- [QUOTED TEXT]:

______

A lot of other computer-architecture literature uses these terms in the opposite sense, but this is the terminology you will find in Intel's optimization manual, and the names of hardware performance counters like uops_issued.any or uops_dispatched_port.port_5.
exactly how long arbitrary arithmetical x86-64 assembly code will take
It depends on the surrounding code as well, because of OoO exec
Your final subps result doesn't have to be ready before the CPU starts running later instructions. Latency only matters for later instructions that need that value as an input, not for integer looping and whatnot.
Sometimes throughput is what matters, and out-of-order exec can hide the latency of multiple independent short dependency chains. (e.g. if you're doing the same thing to every element of a big array of multiple vectors, multiple cross products can be in flight at once.) You'll end up with multiple iterations in flight at once, even though in program order you finish all of one iteration before doing any of the next. (Software pipelining can help for high-latency loop bodies if OoO exec has a hard time doing all the reordering in HW.)

______

Entries locating objects in images:

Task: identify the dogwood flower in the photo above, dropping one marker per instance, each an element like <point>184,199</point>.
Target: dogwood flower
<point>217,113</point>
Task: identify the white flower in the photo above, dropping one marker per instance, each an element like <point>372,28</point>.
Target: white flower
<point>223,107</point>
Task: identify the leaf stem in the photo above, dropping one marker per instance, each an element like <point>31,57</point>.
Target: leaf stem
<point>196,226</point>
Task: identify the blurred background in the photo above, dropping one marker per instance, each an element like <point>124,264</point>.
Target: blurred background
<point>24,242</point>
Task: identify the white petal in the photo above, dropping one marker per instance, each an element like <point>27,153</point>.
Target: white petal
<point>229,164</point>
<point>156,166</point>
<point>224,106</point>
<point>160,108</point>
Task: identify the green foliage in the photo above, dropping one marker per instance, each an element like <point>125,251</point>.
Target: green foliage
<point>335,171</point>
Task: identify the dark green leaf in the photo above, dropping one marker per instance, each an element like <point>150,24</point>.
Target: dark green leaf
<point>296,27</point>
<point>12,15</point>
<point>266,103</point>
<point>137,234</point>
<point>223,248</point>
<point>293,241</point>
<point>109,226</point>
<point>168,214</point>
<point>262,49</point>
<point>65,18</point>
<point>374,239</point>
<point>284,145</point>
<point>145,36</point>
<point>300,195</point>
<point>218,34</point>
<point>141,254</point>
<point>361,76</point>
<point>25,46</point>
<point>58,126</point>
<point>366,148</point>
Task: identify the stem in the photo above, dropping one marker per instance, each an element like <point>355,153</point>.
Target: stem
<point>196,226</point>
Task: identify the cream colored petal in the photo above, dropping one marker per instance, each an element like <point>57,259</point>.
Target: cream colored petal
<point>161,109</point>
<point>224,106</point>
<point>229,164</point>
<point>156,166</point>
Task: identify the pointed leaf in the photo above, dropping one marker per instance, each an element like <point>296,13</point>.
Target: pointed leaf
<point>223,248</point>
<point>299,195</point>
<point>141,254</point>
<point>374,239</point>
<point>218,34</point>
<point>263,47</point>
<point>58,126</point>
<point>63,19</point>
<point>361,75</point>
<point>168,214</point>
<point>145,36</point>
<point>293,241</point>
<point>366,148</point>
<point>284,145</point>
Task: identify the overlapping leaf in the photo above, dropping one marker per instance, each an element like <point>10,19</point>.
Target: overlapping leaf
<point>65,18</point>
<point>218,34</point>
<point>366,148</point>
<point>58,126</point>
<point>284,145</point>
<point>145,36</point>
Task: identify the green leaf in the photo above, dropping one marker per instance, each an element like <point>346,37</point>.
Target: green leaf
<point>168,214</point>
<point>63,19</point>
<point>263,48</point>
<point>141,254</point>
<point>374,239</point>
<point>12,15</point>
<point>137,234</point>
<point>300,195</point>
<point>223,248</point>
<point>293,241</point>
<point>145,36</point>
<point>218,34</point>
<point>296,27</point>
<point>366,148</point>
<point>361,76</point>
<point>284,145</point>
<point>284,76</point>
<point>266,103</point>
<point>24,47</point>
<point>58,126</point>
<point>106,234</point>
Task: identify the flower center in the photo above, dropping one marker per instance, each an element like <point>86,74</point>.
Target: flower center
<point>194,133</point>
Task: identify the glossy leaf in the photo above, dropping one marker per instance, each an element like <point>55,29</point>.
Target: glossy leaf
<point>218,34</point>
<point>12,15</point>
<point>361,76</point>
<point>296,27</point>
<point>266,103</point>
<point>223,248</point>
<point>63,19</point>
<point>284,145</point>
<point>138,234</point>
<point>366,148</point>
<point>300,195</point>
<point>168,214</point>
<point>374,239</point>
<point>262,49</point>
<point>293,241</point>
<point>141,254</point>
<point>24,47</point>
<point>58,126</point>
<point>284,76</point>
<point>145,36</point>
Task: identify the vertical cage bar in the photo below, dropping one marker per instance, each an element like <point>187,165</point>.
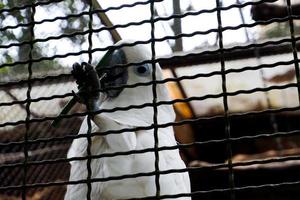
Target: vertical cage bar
<point>28,99</point>
<point>154,92</point>
<point>293,43</point>
<point>225,102</point>
<point>89,123</point>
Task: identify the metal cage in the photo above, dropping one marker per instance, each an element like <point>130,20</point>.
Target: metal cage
<point>235,92</point>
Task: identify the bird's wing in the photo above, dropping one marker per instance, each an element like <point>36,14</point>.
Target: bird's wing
<point>78,169</point>
<point>116,142</point>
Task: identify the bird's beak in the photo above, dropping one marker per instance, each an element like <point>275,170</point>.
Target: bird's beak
<point>116,76</point>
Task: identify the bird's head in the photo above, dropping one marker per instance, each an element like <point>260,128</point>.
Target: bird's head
<point>139,89</point>
<point>118,75</point>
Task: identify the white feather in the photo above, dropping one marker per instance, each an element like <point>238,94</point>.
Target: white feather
<point>104,167</point>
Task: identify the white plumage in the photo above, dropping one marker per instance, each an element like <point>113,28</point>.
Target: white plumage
<point>139,187</point>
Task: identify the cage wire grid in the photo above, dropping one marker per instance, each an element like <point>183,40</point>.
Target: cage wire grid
<point>221,53</point>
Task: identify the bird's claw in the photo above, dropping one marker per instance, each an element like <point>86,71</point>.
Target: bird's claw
<point>88,84</point>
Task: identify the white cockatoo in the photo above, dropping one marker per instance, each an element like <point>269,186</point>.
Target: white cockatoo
<point>139,187</point>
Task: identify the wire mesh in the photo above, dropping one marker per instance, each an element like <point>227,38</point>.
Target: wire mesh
<point>234,86</point>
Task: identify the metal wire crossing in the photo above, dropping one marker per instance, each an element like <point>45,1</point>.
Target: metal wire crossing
<point>24,186</point>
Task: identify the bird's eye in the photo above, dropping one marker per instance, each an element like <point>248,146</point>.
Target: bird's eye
<point>142,70</point>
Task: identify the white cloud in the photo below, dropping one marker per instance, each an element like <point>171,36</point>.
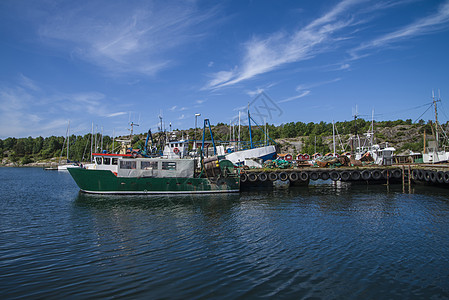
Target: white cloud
<point>267,54</point>
<point>432,23</point>
<point>121,113</point>
<point>303,94</point>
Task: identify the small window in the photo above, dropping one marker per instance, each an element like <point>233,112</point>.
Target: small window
<point>148,165</point>
<point>124,164</point>
<point>168,165</point>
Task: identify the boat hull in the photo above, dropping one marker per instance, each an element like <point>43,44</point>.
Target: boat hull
<point>106,182</point>
<point>264,153</point>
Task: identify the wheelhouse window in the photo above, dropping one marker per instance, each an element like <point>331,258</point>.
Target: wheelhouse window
<point>127,164</point>
<point>148,165</point>
<point>168,165</point>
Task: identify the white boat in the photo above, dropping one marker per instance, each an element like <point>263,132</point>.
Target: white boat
<point>433,153</point>
<point>241,157</point>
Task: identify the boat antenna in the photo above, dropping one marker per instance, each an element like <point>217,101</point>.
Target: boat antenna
<point>436,118</point>
<point>249,126</point>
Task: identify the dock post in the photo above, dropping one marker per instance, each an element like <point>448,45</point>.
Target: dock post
<point>409,180</point>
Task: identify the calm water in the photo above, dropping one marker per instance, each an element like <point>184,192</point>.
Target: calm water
<point>322,241</point>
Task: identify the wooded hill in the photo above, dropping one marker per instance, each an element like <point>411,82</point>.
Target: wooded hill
<point>291,137</point>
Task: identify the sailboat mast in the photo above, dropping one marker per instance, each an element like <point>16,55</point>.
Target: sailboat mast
<point>238,143</point>
<point>436,120</point>
<point>91,142</point>
<point>68,140</point>
<point>249,126</point>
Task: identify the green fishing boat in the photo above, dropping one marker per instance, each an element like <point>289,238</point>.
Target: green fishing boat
<point>125,174</point>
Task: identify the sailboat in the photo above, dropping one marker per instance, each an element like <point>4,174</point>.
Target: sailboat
<point>64,167</point>
<point>432,154</point>
<point>248,156</point>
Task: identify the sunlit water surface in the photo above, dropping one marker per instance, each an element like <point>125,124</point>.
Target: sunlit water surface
<point>322,241</point>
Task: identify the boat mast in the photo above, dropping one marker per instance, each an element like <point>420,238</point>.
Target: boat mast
<point>91,142</point>
<point>436,120</point>
<point>238,143</point>
<point>68,140</point>
<point>333,137</point>
<point>249,126</point>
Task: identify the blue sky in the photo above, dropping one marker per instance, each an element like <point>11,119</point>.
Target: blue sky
<point>114,62</point>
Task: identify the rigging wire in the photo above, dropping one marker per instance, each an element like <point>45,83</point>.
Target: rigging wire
<point>430,106</point>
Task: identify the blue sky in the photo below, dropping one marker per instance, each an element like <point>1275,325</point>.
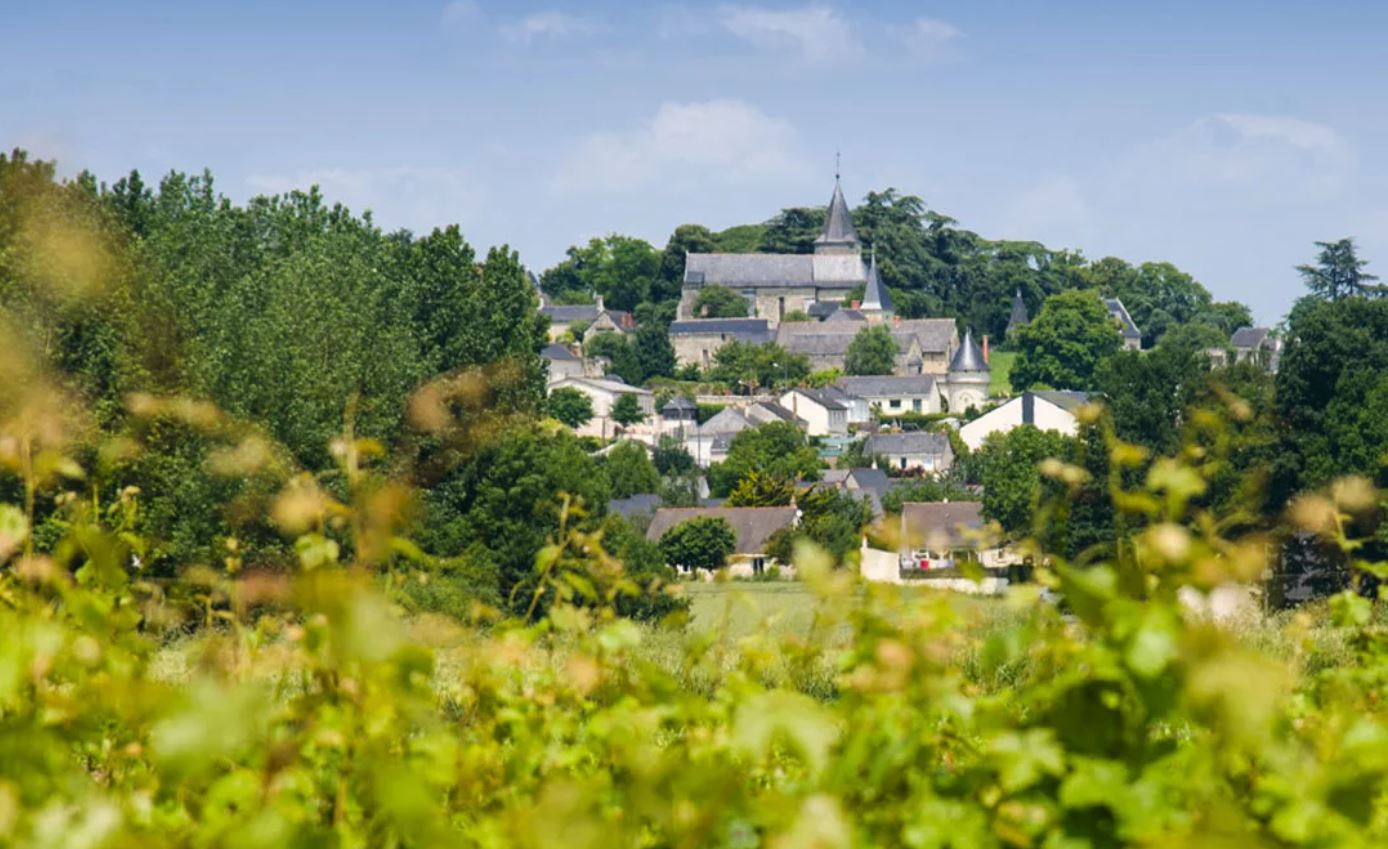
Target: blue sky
<point>1224,138</point>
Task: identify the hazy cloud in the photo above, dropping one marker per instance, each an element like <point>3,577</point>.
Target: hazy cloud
<point>550,25</point>
<point>930,39</point>
<point>716,139</point>
<point>816,32</point>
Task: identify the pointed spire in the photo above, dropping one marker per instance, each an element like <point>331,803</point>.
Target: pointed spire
<point>839,235</point>
<point>875,294</point>
<point>969,357</point>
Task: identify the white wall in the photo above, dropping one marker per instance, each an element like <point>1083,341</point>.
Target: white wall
<point>1002,419</point>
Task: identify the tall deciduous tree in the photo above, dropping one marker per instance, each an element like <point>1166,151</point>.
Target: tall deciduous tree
<point>872,351</point>
<point>1338,272</point>
<point>1065,344</point>
<point>700,543</point>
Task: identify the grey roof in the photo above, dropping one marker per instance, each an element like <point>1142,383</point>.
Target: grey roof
<point>943,525</point>
<point>679,404</point>
<point>839,222</point>
<point>882,386</point>
<point>1126,323</point>
<point>1249,337</point>
<point>969,357</point>
<point>1019,314</point>
<point>919,441</point>
<point>823,397</point>
<point>758,271</point>
<point>558,353</point>
<point>748,329</point>
<point>845,315</point>
<point>751,526</point>
<point>875,294</point>
<point>636,505</point>
<point>934,335</point>
<point>571,312</point>
<point>1068,401</point>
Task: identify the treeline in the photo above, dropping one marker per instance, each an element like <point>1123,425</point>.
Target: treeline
<point>930,265</point>
<point>218,351</point>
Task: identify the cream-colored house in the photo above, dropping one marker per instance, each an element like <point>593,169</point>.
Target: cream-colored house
<point>1044,411</point>
<point>751,526</point>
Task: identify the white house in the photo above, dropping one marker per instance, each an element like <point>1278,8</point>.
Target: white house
<point>822,411</point>
<point>890,396</point>
<point>751,526</point>
<point>926,451</point>
<point>604,391</point>
<point>1045,411</point>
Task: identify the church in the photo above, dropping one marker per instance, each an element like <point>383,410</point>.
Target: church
<point>816,286</point>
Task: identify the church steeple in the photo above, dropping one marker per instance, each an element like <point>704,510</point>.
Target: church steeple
<point>839,235</point>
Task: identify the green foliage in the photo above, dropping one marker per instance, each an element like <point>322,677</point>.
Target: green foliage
<point>626,409</point>
<point>1338,272</point>
<point>872,351</point>
<point>1065,344</point>
<point>762,490</point>
<point>830,519</point>
<point>757,366</point>
<point>571,407</point>
<point>1009,465</point>
<point>700,543</point>
<point>625,271</point>
<point>630,470</point>
<point>776,448</point>
<point>719,301</point>
<point>923,490</point>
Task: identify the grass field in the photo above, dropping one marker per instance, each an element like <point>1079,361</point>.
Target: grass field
<point>1000,365</point>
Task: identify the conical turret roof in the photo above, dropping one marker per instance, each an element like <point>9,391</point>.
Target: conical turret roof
<point>875,294</point>
<point>969,357</point>
<point>839,224</point>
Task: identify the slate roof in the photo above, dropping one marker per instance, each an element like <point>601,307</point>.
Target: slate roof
<point>746,329</point>
<point>757,271</point>
<point>839,222</point>
<point>751,526</point>
<point>943,525</point>
<point>875,294</point>
<point>635,505</point>
<point>558,353</point>
<point>934,335</point>
<point>571,312</point>
<point>883,386</point>
<point>969,357</point>
<point>1126,323</point>
<point>1249,337</point>
<point>919,441</point>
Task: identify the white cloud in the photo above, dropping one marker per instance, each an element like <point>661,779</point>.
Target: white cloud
<point>718,139</point>
<point>550,25</point>
<point>1242,158</point>
<point>816,32</point>
<point>461,14</point>
<point>419,199</point>
<point>930,39</point>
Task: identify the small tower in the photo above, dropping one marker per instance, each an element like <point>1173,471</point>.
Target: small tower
<point>876,303</point>
<point>839,235</point>
<point>1019,315</point>
<point>966,382</point>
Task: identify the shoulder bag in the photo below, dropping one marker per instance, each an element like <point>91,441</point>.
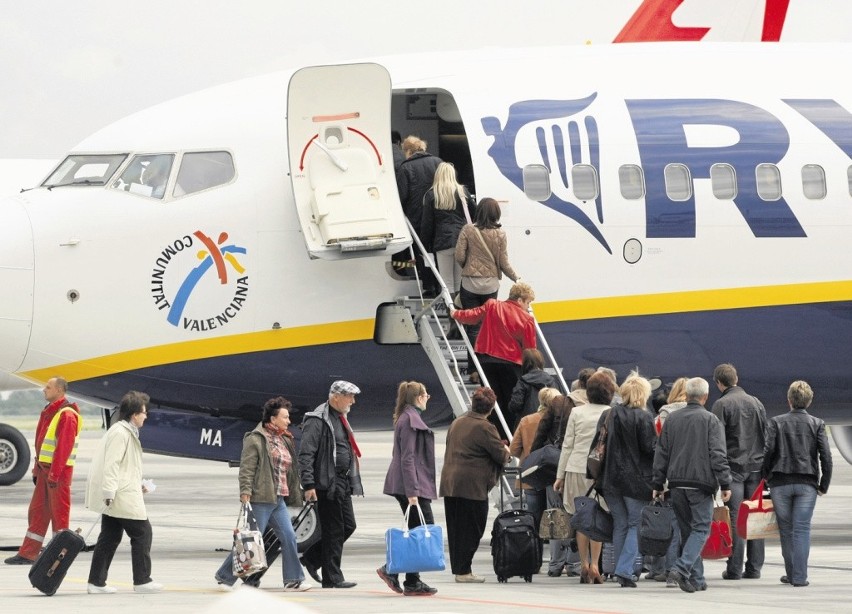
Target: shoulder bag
<point>415,550</point>
<point>591,519</point>
<point>249,553</point>
<point>595,461</point>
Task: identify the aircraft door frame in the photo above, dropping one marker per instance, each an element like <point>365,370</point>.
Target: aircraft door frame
<point>341,163</point>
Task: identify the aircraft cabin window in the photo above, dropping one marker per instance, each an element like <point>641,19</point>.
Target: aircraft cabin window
<point>632,181</point>
<point>95,169</point>
<point>146,175</point>
<point>813,182</point>
<point>585,180</point>
<point>768,181</point>
<point>537,182</point>
<point>202,170</point>
<point>678,182</point>
<point>723,180</point>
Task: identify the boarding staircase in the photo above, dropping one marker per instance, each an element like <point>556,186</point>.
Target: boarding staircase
<point>426,321</point>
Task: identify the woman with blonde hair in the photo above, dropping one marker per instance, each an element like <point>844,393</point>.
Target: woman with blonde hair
<point>571,477</point>
<point>411,475</point>
<point>626,475</point>
<point>447,207</point>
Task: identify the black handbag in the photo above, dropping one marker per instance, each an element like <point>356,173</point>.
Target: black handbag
<point>656,528</point>
<point>591,519</point>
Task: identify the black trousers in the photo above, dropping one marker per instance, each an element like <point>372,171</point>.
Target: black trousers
<point>337,521</point>
<point>466,520</point>
<point>502,377</point>
<point>411,579</point>
<point>112,529</point>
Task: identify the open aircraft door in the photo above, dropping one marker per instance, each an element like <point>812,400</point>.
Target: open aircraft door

______

- [ACTIONS TO TAKE]:
**a)** Using the out-of-order execution text, say whether each statement agrees with it: (i) latency matters only for later instructions that need the value as an input; (ii) the final subps result must be ready before the CPU starts running later instructions; (iii) software pipelining can help for high-latency loop bodies. Answer yes or no for each and quote the words of the text that decide it.
**b)** Convert the entries between the line holding "Task: identify the metal cage" and the line holding "<point>235,92</point>", inclusive, into a numbered list, leaving out any blank lines.
The text and the entries come from unrelated sources.

- [EXPECTED OUTPUTS]:
**a)**
(i) Yes: "Latency only matters for later instructions that need that value as an input"
(ii) No: "Your final subps result doesn't have to be ready before the CPU starts running later instructions."
(iii) Yes: "Software pipelining can help for high-latency loop bodies if OoO exec has a hard time doing all the reordering in HW."

**b)**
1. Task: identify the metal cage in the photo above, dropping one marker per instance, each an element like <point>130,20</point>.
2. Target: metal cage
3. <point>235,92</point>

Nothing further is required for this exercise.